● **Task prompt**: Render the data from its start through the line that contains "(1141, 767)" as a two-column CSV with the headers instruction and coordinates. Give each text and its answer one row, each in a quoted field with line breaks turned into spaces.
+ + + + +
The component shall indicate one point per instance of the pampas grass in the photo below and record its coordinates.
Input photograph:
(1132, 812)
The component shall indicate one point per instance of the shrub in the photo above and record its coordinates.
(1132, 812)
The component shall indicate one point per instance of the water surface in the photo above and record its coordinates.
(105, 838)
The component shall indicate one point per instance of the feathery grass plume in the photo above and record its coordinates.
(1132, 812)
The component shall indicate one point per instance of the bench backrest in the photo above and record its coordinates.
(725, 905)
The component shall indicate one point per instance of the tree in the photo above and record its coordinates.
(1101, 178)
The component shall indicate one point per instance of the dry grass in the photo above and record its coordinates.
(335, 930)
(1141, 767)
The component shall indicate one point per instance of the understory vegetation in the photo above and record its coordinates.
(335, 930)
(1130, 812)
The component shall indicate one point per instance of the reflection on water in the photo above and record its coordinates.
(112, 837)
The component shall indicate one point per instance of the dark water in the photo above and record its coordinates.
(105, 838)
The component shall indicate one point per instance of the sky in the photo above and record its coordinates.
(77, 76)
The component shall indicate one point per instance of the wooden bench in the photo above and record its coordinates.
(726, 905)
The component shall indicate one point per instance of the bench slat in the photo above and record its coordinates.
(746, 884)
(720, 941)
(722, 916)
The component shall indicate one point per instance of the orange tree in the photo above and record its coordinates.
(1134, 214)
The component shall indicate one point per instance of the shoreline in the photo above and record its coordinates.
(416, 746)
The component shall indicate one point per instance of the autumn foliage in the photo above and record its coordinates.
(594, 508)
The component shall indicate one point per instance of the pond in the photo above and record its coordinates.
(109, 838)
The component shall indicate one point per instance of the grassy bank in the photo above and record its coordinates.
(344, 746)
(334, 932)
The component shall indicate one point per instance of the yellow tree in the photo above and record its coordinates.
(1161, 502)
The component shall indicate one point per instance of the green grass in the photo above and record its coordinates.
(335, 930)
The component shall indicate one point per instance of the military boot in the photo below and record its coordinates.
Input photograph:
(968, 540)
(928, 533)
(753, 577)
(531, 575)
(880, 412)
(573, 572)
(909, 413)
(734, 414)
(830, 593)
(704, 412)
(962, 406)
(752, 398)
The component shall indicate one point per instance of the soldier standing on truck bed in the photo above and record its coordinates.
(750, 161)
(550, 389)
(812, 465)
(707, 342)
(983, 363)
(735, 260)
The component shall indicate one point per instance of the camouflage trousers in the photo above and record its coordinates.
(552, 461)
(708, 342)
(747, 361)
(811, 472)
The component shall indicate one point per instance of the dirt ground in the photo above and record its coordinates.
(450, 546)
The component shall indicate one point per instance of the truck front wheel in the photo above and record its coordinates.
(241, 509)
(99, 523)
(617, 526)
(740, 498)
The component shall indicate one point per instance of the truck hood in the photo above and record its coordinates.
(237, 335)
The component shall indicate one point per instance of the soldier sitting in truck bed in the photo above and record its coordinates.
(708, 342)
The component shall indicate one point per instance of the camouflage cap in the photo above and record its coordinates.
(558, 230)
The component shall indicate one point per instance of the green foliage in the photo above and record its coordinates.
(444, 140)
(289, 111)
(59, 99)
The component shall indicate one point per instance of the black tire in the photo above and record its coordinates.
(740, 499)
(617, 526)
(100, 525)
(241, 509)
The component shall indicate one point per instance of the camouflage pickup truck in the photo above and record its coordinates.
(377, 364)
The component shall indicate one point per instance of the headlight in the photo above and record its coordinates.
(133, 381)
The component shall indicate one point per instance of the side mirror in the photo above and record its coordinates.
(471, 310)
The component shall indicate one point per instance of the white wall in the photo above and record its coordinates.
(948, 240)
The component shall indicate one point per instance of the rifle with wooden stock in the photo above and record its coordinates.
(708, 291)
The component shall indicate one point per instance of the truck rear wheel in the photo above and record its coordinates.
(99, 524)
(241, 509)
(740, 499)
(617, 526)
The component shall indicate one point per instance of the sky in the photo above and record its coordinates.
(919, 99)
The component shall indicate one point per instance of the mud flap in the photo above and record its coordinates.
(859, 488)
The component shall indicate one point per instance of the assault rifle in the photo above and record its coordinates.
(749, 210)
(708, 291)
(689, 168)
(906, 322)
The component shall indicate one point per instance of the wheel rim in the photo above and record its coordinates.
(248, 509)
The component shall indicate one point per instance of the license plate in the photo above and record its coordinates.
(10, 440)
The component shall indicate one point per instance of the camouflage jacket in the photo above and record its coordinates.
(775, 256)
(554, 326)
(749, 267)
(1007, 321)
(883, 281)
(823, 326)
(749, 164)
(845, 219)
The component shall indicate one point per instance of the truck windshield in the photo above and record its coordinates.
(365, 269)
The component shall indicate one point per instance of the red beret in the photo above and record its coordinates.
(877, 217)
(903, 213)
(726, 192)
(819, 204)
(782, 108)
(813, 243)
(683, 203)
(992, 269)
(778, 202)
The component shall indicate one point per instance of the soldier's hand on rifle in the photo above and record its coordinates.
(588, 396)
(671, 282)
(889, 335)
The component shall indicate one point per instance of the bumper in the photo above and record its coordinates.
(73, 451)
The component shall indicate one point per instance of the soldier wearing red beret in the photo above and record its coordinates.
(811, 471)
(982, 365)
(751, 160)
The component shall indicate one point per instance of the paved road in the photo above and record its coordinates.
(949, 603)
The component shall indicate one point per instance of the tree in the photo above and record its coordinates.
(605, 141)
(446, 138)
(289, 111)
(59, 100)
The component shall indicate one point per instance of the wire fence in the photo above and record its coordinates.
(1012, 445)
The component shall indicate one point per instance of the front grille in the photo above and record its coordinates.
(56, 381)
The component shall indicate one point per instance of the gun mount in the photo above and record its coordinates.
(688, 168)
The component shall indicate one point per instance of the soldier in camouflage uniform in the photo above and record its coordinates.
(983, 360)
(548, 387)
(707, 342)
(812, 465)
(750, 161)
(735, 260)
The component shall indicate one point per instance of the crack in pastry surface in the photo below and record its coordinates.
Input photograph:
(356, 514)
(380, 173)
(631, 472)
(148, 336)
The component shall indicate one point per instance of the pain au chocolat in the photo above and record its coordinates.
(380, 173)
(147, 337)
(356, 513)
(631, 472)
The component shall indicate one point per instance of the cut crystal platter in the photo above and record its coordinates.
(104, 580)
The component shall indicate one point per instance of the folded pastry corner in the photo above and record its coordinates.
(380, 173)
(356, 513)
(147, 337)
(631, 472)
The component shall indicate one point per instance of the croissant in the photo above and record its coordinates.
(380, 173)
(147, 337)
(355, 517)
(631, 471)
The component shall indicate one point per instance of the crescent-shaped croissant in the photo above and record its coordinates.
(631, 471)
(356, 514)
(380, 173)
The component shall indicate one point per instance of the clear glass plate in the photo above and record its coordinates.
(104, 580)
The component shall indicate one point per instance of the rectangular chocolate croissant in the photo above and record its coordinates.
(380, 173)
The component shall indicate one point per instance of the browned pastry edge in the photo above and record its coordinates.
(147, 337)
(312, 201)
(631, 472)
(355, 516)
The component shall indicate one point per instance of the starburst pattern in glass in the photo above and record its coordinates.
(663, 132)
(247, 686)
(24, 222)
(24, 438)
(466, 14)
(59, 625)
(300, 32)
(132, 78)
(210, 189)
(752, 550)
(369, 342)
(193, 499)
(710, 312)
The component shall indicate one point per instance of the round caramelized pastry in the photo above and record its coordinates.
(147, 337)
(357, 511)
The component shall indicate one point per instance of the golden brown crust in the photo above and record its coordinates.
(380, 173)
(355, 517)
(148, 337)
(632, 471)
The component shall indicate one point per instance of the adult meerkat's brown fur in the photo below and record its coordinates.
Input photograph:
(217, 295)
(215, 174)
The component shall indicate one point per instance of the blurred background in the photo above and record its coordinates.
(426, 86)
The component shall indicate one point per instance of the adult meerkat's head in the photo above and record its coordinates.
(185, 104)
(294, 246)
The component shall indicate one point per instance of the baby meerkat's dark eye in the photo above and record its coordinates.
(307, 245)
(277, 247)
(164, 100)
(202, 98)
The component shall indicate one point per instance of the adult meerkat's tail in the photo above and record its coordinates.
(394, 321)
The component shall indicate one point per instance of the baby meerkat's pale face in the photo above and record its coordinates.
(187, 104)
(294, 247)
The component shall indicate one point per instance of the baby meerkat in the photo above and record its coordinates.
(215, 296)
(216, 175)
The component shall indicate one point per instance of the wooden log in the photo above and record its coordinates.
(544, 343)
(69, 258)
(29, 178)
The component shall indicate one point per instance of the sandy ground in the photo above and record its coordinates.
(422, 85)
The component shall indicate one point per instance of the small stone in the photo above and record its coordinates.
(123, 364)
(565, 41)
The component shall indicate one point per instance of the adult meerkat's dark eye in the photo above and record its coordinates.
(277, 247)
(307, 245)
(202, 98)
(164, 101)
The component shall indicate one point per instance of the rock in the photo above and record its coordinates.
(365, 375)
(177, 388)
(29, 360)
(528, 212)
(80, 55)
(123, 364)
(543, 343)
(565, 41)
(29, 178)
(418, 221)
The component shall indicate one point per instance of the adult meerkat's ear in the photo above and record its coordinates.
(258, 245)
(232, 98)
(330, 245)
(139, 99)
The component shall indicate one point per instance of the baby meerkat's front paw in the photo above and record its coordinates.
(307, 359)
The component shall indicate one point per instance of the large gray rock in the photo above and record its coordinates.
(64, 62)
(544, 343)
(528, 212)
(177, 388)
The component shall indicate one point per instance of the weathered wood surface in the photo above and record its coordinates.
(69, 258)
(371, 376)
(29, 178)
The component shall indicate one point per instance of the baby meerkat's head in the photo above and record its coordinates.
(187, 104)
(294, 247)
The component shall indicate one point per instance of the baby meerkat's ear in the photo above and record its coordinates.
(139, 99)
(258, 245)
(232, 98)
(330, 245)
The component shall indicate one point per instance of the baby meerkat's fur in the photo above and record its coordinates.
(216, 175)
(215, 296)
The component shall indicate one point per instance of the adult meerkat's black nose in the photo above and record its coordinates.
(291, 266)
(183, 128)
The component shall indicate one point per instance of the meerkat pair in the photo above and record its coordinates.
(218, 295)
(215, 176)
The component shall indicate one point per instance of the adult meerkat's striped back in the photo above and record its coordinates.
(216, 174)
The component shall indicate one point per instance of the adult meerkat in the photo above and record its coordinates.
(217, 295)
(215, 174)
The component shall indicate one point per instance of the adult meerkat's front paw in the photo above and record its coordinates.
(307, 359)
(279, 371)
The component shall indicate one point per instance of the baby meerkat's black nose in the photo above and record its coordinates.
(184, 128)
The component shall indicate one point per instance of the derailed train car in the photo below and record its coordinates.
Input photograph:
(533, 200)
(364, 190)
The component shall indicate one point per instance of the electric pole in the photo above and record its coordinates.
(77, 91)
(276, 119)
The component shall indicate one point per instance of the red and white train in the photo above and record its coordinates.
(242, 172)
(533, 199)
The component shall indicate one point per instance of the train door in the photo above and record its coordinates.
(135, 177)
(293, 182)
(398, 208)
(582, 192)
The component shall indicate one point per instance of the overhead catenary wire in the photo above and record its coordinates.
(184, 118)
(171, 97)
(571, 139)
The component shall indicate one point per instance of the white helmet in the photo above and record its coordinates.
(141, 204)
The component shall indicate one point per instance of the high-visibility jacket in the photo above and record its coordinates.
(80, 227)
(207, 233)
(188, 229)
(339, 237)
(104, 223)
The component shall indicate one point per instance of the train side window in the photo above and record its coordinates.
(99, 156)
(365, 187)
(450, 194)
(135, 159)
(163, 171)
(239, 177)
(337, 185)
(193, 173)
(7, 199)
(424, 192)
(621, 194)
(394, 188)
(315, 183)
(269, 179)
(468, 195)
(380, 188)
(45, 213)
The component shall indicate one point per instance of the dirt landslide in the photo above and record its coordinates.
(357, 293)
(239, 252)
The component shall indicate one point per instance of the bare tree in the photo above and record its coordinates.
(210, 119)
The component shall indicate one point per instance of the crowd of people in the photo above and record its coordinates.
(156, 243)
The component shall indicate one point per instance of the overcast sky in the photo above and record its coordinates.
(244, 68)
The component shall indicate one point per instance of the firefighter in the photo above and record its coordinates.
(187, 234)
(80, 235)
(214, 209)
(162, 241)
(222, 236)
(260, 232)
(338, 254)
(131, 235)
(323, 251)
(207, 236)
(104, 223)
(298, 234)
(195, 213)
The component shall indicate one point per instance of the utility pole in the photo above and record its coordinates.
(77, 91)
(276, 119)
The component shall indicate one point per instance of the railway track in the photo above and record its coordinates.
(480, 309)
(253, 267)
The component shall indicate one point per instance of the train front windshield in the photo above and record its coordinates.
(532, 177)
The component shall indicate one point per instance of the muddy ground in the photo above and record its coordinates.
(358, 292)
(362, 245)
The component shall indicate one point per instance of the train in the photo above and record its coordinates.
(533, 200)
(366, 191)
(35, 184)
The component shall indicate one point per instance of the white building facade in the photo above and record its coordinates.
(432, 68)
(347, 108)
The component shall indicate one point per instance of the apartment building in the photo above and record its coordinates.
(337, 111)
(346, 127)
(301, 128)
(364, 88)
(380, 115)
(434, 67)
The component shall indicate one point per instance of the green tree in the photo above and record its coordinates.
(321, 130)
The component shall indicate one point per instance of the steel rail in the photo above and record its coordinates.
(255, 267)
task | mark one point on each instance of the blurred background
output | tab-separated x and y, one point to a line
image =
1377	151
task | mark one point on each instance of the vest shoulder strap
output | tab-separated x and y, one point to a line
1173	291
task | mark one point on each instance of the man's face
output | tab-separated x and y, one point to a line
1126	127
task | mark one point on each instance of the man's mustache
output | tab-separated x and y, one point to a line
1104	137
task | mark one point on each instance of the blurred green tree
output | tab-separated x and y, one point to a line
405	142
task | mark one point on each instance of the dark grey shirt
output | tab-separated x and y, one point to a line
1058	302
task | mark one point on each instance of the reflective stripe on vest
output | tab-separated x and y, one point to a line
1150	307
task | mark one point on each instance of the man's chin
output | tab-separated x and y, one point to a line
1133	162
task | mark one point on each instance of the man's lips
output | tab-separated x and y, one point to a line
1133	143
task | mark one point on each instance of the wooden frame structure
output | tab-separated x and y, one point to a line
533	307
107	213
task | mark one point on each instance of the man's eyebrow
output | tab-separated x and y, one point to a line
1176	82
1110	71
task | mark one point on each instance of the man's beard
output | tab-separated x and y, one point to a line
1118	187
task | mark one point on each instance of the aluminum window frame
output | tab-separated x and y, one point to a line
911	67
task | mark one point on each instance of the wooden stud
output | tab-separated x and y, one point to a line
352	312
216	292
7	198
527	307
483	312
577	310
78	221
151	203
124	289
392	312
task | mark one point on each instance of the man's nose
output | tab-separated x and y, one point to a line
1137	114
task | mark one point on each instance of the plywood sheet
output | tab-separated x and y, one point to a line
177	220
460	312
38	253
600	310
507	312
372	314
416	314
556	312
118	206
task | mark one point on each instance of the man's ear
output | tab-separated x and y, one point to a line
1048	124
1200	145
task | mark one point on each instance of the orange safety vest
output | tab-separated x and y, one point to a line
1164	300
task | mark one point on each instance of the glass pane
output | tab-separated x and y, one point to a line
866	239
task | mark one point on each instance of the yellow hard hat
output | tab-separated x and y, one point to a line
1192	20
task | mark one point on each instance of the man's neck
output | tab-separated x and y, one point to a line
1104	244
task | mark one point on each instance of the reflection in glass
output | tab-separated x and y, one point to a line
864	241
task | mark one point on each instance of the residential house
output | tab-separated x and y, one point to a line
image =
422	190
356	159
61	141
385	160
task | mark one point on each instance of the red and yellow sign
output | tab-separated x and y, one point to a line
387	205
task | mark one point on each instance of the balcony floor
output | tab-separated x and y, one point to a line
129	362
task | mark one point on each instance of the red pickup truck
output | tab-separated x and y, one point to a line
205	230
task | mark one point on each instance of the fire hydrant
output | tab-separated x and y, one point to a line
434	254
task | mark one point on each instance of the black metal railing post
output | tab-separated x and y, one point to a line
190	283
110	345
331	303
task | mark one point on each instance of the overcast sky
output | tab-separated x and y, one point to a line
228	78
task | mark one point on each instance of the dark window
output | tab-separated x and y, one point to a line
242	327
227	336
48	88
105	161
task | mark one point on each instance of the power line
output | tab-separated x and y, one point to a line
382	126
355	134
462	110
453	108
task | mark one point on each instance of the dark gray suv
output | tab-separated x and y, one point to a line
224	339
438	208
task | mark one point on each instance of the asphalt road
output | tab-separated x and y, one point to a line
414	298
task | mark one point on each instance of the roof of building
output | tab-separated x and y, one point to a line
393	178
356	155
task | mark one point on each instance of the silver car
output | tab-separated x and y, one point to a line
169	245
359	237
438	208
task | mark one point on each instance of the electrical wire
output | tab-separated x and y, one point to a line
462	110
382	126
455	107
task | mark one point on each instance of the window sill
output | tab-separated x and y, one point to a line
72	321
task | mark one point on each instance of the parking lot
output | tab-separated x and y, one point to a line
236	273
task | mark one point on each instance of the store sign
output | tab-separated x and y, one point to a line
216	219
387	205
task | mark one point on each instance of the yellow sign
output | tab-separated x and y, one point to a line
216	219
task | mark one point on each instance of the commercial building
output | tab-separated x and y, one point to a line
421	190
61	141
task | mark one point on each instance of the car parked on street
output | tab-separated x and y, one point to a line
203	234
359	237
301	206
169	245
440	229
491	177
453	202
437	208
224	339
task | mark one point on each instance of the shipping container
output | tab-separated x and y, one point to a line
+ + + + +
● **Exercise answer**:
instruction,coordinates
"The component shall indicate one point per instance of the pampas grass in the photo below and record its coordinates. Input photograph:","(1132, 812)"
"The component shall indicate one point per instance of the shrub in the photo above and record its coordinates.","(1132, 812)"
"The component shall indicate one point per instance of the water surface in the photo above and record its coordinates.","(105, 838)"
"The component shall indicate one point per instance of the feathery grass plume in the photo above and record its coordinates.","(1132, 812)"
"The component shall indicate one point per instance of the bench backrest in the photo above and record its coordinates.","(725, 905)"
"The component shall indicate one point per instance of the tree in the photo above and record its coordinates.","(1101, 178)"
"The component shall indicate one point per instance of the dry grass in the photo above and record its coordinates.","(335, 930) (1141, 767)"